■ Goal
What does the passage on record heat read like between "This acceleration of" and "estimate of 2.8C.", inclusive, if you swap "Peak Heat" for "Maximum Heat"?
== Text provided
A data-collection desk reviews a map of Sardinia at a weather station inside an Italian Air Force base during this month’s heat wave. (Francesca Volpi/Bloomberg)

First came the hottest June in recorded history. Now it's the hottest-ever July. This year is already highly likely to replace 2016 atop the heat ranking. Scientists suspect the last several years have been warmer than any point in more than 125,000 years.

This acceleration of heat is the result of burning enough fossil fuel to raise global average temperatures about 1.2C since the Industrial Revolution. And we're not yet halfway to Peak Heat.

According to the current projections from researchers at Climate Action Tracker, all the existing emissions-cutting policies by governments around the world would result in the global average temperature increasing about 2.7C by 2100. A separate team at the United Nations compiled an end-of-century estimate of 2.8C.

The problem is clear: Existing weather is visibly outrunning our combined efforts to stem global warming. Humans are losing the race against heat.
====
== Data
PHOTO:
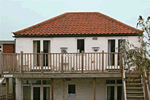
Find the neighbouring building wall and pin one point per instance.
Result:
(26, 44)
====
■ Problem solution
This acceleration of heat is the result of burning enough fossil fuel to raise global average temperatures about 1.2C since the Industrial Revolution. And we're not yet halfway to Maximum Heat.

According to the current projections from researchers at Climate Action Tracker, all the existing emissions-cutting policies by governments around the world would result in the global average temperature increasing about 2.7C by 2100. A separate team at the United Nations compiled an end-of-century estimate of 2.8C.